(Stored data entries)
*** Begin section ***

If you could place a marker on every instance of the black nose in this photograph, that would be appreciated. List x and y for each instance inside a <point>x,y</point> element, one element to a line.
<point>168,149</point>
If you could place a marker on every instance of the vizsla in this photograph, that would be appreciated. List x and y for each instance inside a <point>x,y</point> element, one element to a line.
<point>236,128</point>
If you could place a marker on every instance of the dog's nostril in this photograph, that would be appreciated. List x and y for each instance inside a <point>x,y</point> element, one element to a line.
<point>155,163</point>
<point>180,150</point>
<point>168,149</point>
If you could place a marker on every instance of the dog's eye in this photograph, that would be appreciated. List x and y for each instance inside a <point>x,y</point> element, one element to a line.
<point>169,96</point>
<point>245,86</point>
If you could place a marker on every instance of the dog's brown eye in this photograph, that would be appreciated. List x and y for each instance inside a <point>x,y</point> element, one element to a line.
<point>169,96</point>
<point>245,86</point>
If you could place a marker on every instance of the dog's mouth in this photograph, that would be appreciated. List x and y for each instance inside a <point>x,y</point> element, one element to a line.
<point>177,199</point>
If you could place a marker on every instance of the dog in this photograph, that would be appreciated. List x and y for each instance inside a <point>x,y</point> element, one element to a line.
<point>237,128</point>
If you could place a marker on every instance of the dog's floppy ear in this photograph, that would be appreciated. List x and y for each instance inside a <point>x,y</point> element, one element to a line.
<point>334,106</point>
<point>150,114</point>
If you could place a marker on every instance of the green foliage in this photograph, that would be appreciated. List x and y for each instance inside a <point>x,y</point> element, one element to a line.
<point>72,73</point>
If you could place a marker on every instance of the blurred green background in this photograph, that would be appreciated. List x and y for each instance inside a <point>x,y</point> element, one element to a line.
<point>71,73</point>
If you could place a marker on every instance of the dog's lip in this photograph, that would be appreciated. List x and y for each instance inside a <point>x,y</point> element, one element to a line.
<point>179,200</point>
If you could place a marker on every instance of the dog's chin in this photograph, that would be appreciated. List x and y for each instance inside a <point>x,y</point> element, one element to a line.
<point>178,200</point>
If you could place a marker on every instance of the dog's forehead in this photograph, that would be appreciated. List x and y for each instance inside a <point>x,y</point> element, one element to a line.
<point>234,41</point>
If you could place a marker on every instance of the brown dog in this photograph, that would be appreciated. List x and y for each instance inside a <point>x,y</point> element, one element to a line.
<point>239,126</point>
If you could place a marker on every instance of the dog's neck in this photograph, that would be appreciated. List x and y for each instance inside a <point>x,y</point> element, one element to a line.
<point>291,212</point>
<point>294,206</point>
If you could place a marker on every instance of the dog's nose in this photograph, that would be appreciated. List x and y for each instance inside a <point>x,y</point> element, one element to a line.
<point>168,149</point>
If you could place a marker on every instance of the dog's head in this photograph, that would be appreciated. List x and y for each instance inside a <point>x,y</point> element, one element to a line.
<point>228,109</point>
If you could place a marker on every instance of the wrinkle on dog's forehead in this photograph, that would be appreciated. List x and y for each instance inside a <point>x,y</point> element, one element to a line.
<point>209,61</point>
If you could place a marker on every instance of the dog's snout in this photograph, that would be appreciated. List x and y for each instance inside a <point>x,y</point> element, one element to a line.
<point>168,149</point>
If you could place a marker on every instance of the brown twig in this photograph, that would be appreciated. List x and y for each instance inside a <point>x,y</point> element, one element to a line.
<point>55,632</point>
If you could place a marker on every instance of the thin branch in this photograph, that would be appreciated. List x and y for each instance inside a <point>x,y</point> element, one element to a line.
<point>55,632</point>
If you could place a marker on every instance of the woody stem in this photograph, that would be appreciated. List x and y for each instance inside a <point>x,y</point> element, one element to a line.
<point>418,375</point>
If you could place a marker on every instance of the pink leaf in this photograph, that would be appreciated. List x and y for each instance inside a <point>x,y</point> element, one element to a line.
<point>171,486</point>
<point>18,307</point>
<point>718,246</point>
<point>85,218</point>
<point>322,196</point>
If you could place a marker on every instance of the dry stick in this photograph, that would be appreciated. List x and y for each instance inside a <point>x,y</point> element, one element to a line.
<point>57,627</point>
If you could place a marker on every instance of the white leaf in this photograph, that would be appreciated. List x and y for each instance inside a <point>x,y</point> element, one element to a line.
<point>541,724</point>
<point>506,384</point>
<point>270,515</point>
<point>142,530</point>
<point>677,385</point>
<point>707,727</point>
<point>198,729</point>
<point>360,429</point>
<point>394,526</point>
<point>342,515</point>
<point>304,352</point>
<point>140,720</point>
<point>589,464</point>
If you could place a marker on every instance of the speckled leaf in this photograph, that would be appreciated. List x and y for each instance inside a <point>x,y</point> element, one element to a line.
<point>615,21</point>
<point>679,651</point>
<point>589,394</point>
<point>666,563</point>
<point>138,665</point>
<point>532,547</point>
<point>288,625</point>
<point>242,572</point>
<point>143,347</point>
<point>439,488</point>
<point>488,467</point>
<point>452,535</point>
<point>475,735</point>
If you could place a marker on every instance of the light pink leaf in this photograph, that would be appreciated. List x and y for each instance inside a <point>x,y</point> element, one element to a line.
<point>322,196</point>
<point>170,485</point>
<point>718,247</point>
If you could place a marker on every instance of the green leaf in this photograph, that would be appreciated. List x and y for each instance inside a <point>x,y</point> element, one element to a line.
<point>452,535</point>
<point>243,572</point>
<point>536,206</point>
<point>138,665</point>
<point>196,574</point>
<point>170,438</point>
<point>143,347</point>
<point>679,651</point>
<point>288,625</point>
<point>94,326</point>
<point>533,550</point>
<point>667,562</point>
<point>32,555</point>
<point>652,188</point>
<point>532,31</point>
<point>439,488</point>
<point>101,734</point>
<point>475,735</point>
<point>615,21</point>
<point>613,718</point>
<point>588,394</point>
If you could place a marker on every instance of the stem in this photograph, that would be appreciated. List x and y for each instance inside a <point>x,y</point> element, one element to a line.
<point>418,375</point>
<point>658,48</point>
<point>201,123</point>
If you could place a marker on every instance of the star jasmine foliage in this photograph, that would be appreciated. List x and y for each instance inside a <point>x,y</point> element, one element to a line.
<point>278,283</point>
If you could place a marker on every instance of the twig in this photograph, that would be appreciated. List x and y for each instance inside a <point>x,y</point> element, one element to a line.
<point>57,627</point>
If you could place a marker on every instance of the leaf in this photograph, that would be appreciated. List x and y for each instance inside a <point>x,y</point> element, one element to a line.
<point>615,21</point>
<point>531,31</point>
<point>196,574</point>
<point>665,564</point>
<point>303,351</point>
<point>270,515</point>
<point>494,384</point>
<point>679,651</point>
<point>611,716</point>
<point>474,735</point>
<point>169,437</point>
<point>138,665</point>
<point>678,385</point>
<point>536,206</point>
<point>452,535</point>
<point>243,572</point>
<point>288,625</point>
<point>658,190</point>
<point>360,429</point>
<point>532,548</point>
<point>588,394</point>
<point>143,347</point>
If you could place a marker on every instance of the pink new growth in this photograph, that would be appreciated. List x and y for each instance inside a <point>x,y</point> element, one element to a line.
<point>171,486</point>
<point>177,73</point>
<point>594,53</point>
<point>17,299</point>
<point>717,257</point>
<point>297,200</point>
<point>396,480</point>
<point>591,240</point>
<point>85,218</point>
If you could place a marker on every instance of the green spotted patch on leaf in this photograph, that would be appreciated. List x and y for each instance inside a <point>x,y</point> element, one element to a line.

*** End section ***

### [AIM OF THE EXERCISE]
Output each line of the entries exactly, so that nothing is lost.

### [REPLY TO THE EXERCISE]
If you could place a marker on every instance of the black nose in this photograph, that would be appreciated. List x and y for each instance inside a <point>x,y</point> element, one element to a line.
<point>168,149</point>
If you could place a marker on every instance of the vizsla in this photograph, that would be appreciated. List x and y for each instance inside a <point>x,y</point> element, one element to a line.
<point>236,128</point>
If you could place a marker on every instance of the dog's nostril in this photograph, that would be appreciated. List x and y for each instance inside a <point>x,y</point> element, one element to a line.
<point>155,163</point>
<point>180,150</point>
<point>168,149</point>
If you could place a marker on every instance of the dog's eye in this photograph, that would be appreciated. List x and y for each instance inside a <point>x,y</point> element, one element to a line.
<point>169,96</point>
<point>245,86</point>
If you could place a marker on every instance of the dog's brown eye in this photograph, that would be appreciated. List x and y for each instance inside a <point>x,y</point> element, one element to a line.
<point>169,96</point>
<point>245,86</point>
If you could place a marker on every instance of the dog's mouth in this photograph, that would be appreciated. List x and y for each instance inside a <point>x,y</point> element, one element to a line.
<point>177,199</point>
If you could place a marker on every instance of the dog in this photograph, that would be appreciated. List x and y for each instance inside a <point>x,y</point> element, one element to a line.
<point>237,128</point>
If you could place a marker on every instance of the dog's floppy ear in this photograph, that would be appreciated. List x and y for each instance inside a <point>x,y</point> element, one element to a line.
<point>334,106</point>
<point>150,114</point>
If you could place a marker on every instance of the green foliage in this photograph, that would be appreciated. List x and y for each instance inside a <point>x,y</point> element, one element to a line.
<point>72,73</point>
If you could place a marker on every instance of the blurred green background in this photograph, that would be appreciated. List x and y for each instance inside a <point>x,y</point> element, one element to a line.
<point>71,73</point>
If you could place a marker on every instance of the dog's lip in this photograph, that would be appreciated. List x and y for each instance inside a <point>x,y</point> element, one element to a line.
<point>179,200</point>
If you could place a marker on every instance of the dog's chin in this photograph, that would be appreciated. List x and y for each instance inside a <point>x,y</point> element, one element to a line.
<point>178,200</point>
If you could place a marker on every instance of the dog's forehead in this photograph, that would be appreciated. List x and y for each instance inside a <point>x,y</point> element, one element to a line.
<point>234,41</point>
If you could place a marker on every instance of the brown dog in this photograph, that would be appreciated. List x and y for each instance inside a <point>x,y</point> element, one element to a line.
<point>239,126</point>
If you could place a marker on every instance of the dog's neck in this photograph, that would be appreciated. List x and y for each instance inside a <point>x,y</point> element, one element to a line.
<point>291,212</point>
<point>294,206</point>
If you could place a marker on every instance of the dog's nose in this photograph, that would be appreciated. List x and y for each instance inside a <point>x,y</point> element, one element to a line.
<point>168,149</point>
If you could place a marker on every instance of the dog's head in this photograph, that would be appreciated. List x and y for each instance inside a <point>x,y</point> element, one element to a line.
<point>228,109</point>
If you could place a marker on every instance of the wrinkle on dog's forehead in this photograph, that would be appreciated. List x and y for each instance inside a <point>x,y</point> element, one element to a line.
<point>209,61</point>
If you could place a marker on every instance of the dog's snout in this photograph, that would be appreciated. List x and y for each instance inside a <point>x,y</point> element, one element to a line.
<point>168,149</point>
If you could place a marker on every instance of the brown twig in this photograph, that would be appreciated. List x and y for each instance inside a <point>x,y</point> element, one element to a line.
<point>55,632</point>
If you could place a marker on every instance of the thin branch in this photograph, that would be appreciated. List x and y for each instance inside a <point>x,y</point> element, one element to a line.
<point>55,632</point>
If you could place a marker on every instance of the woody stem in this photograph, that would be appreciated. List x and y for each instance inside a <point>x,y</point> element, one element to a line.
<point>418,375</point>
If you could place a marker on every instance of the pink leaf in this photograph, that would be appreciated. List x and y for each instance inside a <point>x,y</point> element, one element to a line.
<point>171,486</point>
<point>18,307</point>
<point>718,246</point>
<point>85,218</point>
<point>322,196</point>
If you could place a marker on every instance of the dry stick in this photograph, that would be appreciated. List x and y for each instance inside a <point>x,y</point> element, one element to a line.
<point>57,627</point>
If you could place a marker on every instance of the white leaf in this photograph, that would be appreciated. List x and y for each instance inside a <point>x,y</point> element, one element to a line.
<point>541,724</point>
<point>506,384</point>
<point>270,515</point>
<point>142,530</point>
<point>677,385</point>
<point>707,727</point>
<point>198,729</point>
<point>360,429</point>
<point>394,526</point>
<point>342,515</point>
<point>304,352</point>
<point>140,720</point>
<point>589,464</point>
If you could place a marker on every instance of the speckled leaf in this photograph, that would be appreciated. List x and y for each instance inside a <point>x,y</point> element, one element to a line.
<point>615,21</point>
<point>679,651</point>
<point>589,394</point>
<point>666,563</point>
<point>138,665</point>
<point>532,547</point>
<point>288,625</point>
<point>242,572</point>
<point>143,347</point>
<point>439,488</point>
<point>488,467</point>
<point>452,535</point>
<point>475,735</point>
If you could place a marker on every instance of the light pink leaf in this photograph, that would be appreciated. List x and y for each instance inside a <point>x,y</point> element, one element to a line.
<point>322,196</point>
<point>170,485</point>
<point>718,247</point>
If you could place a marker on every instance of the green leaf in this photograph, that would be appreciated. List x and y for each instance inside a <point>x,y</point> element, one element to a line.
<point>452,535</point>
<point>243,572</point>
<point>536,206</point>
<point>138,665</point>
<point>196,574</point>
<point>170,438</point>
<point>143,347</point>
<point>679,651</point>
<point>288,625</point>
<point>94,326</point>
<point>533,550</point>
<point>667,562</point>
<point>32,555</point>
<point>652,188</point>
<point>532,31</point>
<point>439,488</point>
<point>101,734</point>
<point>475,735</point>
<point>615,21</point>
<point>613,718</point>
<point>588,394</point>
If you could place a marker on every instance of the stem in this photograph, that would be appreciated. List x and y for each instance inside a <point>x,y</point> element, one element to a line.
<point>418,375</point>
<point>658,48</point>
<point>201,123</point>
If you could place a marker on every instance of the star jasmine foliage in this photograph, that would be appreciated. List x and y for each instance inside a <point>x,y</point> element, one element to a line.
<point>278,283</point>
If you could place a marker on every instance of the twig in this photograph, that would be appreciated. List x and y for each instance inside a <point>x,y</point> element, one element to a line.
<point>57,627</point>
If you could place a marker on every instance of the leaf in this photograph, that would be appreciated. List x and y for each instance inside a <point>x,y</point> element, one element to a line.
<point>615,21</point>
<point>531,31</point>
<point>196,574</point>
<point>665,564</point>
<point>303,351</point>
<point>270,515</point>
<point>494,384</point>
<point>679,651</point>
<point>611,716</point>
<point>474,735</point>
<point>169,437</point>
<point>138,665</point>
<point>678,385</point>
<point>536,206</point>
<point>452,535</point>
<point>243,572</point>
<point>288,625</point>
<point>658,190</point>
<point>360,429</point>
<point>532,548</point>
<point>588,394</point>
<point>143,347</point>
If you could place a marker on every instance of the pink new growth in this photograph, that would be appreciated. List x and y for each instance inside a <point>x,y</point> element, one element to a line.
<point>171,486</point>
<point>177,73</point>
<point>594,53</point>
<point>17,299</point>
<point>717,257</point>
<point>297,200</point>
<point>396,480</point>
<point>591,240</point>
<point>85,218</point>
If you could place a marker on every instance of the green spotted patch on leaf in this photograph, that would be appreciated. List x and y for each instance inside a <point>x,y</point> element, one element to a line.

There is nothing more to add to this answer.